■ **The request**: Change "dot" to "marker" throughout the entries below and give them back otherwise unchanged, leaving out the pictures.
--- Begin Records for this exercise ---
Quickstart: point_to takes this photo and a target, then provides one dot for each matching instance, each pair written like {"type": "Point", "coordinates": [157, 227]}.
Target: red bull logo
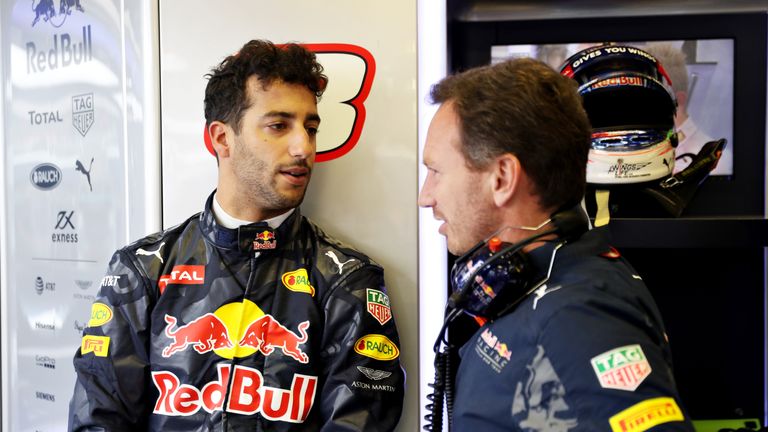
{"type": "Point", "coordinates": [247, 395]}
{"type": "Point", "coordinates": [218, 332]}
{"type": "Point", "coordinates": [264, 240]}
{"type": "Point", "coordinates": [204, 335]}
{"type": "Point", "coordinates": [266, 334]}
--- End Records for this exercise ---
■ **Solution to this task**:
Quickstart: point_to takes this photo and a target, then provides one marker for each matching instance, each pair written like {"type": "Point", "coordinates": [157, 227]}.
Target: red bull logo
{"type": "Point", "coordinates": [247, 395]}
{"type": "Point", "coordinates": [218, 332]}
{"type": "Point", "coordinates": [264, 240]}
{"type": "Point", "coordinates": [204, 335]}
{"type": "Point", "coordinates": [266, 334]}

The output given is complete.